JOB -> Please copy out the lines starting with the line that contains "Would you mind indicating the blurred wing" and going on through the line that contains "Would you mind indicating the duck reflection", requests included, and scale every coordinate in the answers by 1.15, rounding to whole numbers with halves going up. Give only those lines.

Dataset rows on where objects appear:
= = = = =
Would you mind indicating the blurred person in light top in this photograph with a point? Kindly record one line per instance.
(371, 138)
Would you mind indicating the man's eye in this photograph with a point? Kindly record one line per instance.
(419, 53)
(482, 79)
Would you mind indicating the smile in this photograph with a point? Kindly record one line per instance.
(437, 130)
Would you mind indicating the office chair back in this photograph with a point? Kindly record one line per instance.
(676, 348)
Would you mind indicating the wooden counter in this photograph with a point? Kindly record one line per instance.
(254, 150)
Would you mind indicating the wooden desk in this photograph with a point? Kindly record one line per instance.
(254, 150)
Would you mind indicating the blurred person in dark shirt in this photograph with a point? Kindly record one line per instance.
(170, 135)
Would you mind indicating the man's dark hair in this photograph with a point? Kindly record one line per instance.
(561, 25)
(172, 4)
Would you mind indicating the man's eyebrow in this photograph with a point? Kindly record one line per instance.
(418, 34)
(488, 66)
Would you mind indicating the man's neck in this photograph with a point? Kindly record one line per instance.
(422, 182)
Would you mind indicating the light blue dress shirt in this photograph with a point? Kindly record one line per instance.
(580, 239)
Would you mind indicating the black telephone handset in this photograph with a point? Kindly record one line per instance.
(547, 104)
= = = = =
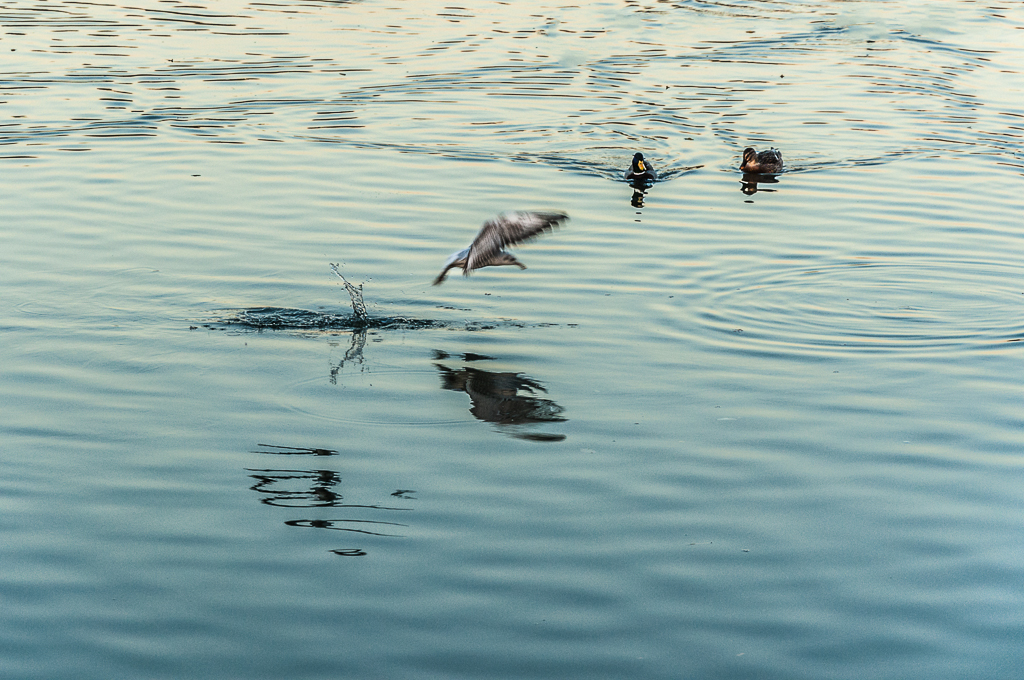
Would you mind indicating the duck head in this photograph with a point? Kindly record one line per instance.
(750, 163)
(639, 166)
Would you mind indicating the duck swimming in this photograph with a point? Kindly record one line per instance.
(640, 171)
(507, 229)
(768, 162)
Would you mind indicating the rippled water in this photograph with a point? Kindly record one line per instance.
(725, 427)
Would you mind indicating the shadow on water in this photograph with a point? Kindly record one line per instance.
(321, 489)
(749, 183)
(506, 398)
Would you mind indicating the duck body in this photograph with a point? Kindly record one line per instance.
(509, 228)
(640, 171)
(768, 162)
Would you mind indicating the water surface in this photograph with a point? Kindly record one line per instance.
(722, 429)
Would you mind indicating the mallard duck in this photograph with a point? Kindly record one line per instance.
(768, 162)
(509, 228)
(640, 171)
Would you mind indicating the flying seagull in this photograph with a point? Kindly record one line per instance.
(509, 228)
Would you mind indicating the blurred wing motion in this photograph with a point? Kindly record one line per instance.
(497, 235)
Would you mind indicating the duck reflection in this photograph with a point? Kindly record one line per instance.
= = = = =
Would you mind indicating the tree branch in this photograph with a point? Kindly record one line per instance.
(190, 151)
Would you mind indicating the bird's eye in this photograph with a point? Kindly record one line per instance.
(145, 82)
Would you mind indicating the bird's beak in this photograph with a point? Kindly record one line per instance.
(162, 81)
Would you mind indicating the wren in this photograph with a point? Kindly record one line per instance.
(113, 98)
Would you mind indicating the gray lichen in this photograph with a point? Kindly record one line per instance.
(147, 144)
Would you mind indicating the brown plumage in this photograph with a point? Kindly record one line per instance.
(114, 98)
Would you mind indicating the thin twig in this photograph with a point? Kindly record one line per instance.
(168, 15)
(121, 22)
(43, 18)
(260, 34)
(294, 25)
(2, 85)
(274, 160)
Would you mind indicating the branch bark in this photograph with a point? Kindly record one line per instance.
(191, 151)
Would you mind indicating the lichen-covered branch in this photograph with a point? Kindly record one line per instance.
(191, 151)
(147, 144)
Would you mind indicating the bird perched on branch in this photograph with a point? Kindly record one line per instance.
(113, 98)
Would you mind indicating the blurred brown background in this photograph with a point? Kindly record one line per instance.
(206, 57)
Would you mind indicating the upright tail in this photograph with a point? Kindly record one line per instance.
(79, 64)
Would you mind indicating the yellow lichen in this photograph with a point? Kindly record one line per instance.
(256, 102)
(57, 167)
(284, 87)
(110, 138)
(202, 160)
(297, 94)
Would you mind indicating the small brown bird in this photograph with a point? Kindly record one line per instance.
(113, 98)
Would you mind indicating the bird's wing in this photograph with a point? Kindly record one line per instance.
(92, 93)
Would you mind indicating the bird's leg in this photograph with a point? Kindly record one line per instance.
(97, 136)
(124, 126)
= = = = =
OUTPUT BELOW ->
Would you mind indicating the blurred wing motion in this photograph with a point? Kindly record one line per instance.
(572, 270)
Would you mind indicating the duck reflection in this photograph with a point? Kindly record one line per instance.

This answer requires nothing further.